[Natural-language object grounding data]
++++
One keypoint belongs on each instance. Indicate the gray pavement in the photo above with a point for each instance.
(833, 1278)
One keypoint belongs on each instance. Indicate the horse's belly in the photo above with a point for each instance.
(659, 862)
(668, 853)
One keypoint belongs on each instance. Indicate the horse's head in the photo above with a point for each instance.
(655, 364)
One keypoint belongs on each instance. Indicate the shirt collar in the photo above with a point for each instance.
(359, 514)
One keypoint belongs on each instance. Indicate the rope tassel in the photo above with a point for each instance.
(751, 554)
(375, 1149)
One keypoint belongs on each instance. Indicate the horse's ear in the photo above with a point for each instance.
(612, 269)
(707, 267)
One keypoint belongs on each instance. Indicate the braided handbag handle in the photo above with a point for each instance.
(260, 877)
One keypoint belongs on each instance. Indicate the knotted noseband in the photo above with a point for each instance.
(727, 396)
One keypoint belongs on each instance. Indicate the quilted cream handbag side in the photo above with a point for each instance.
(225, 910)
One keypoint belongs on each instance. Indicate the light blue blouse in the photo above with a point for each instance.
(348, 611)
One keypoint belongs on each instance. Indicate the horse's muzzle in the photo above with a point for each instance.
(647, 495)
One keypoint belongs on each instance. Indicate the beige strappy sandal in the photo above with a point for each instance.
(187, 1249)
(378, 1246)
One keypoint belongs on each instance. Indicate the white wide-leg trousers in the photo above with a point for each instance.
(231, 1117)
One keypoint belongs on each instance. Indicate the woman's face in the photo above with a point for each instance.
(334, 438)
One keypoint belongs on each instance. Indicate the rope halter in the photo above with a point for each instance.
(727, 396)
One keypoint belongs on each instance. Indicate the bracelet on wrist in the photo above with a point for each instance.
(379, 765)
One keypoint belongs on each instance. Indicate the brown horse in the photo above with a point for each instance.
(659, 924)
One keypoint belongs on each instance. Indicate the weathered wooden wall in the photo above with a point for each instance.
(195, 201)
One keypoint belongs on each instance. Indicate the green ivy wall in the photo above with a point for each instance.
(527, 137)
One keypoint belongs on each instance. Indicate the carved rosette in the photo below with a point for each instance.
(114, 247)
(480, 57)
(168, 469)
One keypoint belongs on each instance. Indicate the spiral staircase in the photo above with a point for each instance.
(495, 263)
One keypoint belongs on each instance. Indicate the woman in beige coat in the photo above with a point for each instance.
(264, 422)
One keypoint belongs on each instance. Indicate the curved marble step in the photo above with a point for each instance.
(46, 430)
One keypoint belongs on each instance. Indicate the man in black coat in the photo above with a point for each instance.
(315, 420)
++++
▶ **Exercise objective**
Copy each entry above exactly, leaving nothing out.

▶ **Response**
One keypoint belongs on each instance. Indicate the gray pavement in the photo above with a point for each instance.
(833, 1278)
One keypoint belongs on each instance. Indicate the horse's belly in the photo above with a point for each instance.
(659, 862)
(668, 853)
One keypoint belongs on each instance. Indicate the horse's head in the photo above with a point for each instance.
(655, 364)
One keypoint belongs on each instance. Indicate the shirt collar in the photo above with a point for each instance.
(359, 514)
One keypoint belongs on each instance. Indicate the rope tassel in the photo above with a point for each instance.
(751, 554)
(375, 1149)
One keypoint belongs on each instance. Indicate the horse's ear in the photo above with a point for each instance.
(612, 269)
(707, 267)
One keypoint belongs on each instance. Indicate the braided handbag handle in the photo above with a point for each instance.
(260, 877)
One keypoint belongs on each instance. Indicate the knotted noseband in the photo above with a point for each instance.
(727, 396)
One keypoint belongs on each instance. Indicate the quilted cream handbag side in the photo above with a point for each instance.
(225, 910)
One keypoint belongs on each instance. Indicate the light blue blouse in the photo above with a point for each instance.
(348, 611)
One keypoint belongs on each instance. Indicate the horse's muzzle in the photo above with a point for each instance.
(647, 495)
One keypoint belongs on each instance. Indicate the beige strappy sandal in the photo above with a point for each instance.
(187, 1249)
(378, 1246)
One keypoint belongs on each instance. Indicate the white wide-leg trousers in the photo above with a point for each instance.
(231, 1117)
One keypoint belongs on each instance. Indicate the woman's face in the photo above with a point for each instance.
(334, 438)
One keypoint belongs on each instance. Indicate the rope halter in the photo above with a point for each instance.
(727, 396)
One keypoint belongs on each instance. Indicate the bracelet on wrist in the photo above with a point for each instance.
(379, 765)
One keypoint belongs on each instance. Indicate the brown horse in the photo above with a point for each instance.
(659, 924)
One keypoint belongs on each instance. Indicate the weathered wooden wall in the photo above with a point for each instance.
(195, 201)
One keypoint belongs on each instance. Indicate the green ivy wall in the photo above with a point for each instance.
(527, 137)
One keypoint belongs on each instance. Indicate the carved rosette in the photo below with a point for each instance.
(114, 247)
(480, 57)
(168, 469)
One keypoint belongs on each instance. Indicate the spiral staircase in the photo above with a point for each instance.
(495, 263)
One keypoint belongs on each instance. Indicate the woman in beige coat in the photo above with a point for each instance.
(264, 422)
One keypoint belongs on each instance. Indicate the curved marble step in the photo above with a point for each instance.
(46, 430)
One keypoint belongs on each instance. Indicate the man in black coat in the photo above with a point for each instance.
(315, 420)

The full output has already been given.